Directions:
When you write the records again, keep every line exactly as it was.

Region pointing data

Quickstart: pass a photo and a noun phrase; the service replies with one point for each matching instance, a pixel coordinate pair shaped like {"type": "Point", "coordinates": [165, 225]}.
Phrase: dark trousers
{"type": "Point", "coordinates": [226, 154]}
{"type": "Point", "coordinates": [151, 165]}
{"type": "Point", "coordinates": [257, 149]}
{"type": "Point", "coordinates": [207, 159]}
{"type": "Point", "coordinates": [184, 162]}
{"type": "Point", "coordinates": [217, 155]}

Task output:
Quickstart: pass a photo and a noun phrase; the service replies with one point for each matching instance, a pixel coordinate pair shaped like {"type": "Point", "coordinates": [165, 225]}.
Phrase: dark trousers
{"type": "Point", "coordinates": [226, 154]}
{"type": "Point", "coordinates": [151, 165]}
{"type": "Point", "coordinates": [257, 149]}
{"type": "Point", "coordinates": [207, 159]}
{"type": "Point", "coordinates": [184, 162]}
{"type": "Point", "coordinates": [217, 155]}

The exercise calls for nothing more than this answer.